### ASSIGNED TASK
Set down all of the entries below exactly, and omit the pictures.

### INFORMATION
►
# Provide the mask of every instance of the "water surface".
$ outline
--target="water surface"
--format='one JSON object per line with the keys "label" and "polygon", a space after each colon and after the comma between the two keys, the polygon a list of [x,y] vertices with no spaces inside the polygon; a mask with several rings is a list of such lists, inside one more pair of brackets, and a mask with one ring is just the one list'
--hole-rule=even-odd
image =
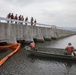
◄
### THE ANSWER
# Provide the mask of every instance of the "water surface".
$ outline
--target="water surface"
--format='one JSON object per line with the keys "label" and "polygon", a space after each colon and after the comma between the two keys, the polygon a list of [x,y] vertices with no spaces inside the polygon; a mask with several rings is a list of such lists, inside one more pair of brackets, and a mask with one ring is just the one list'
--hole-rule=even-odd
image =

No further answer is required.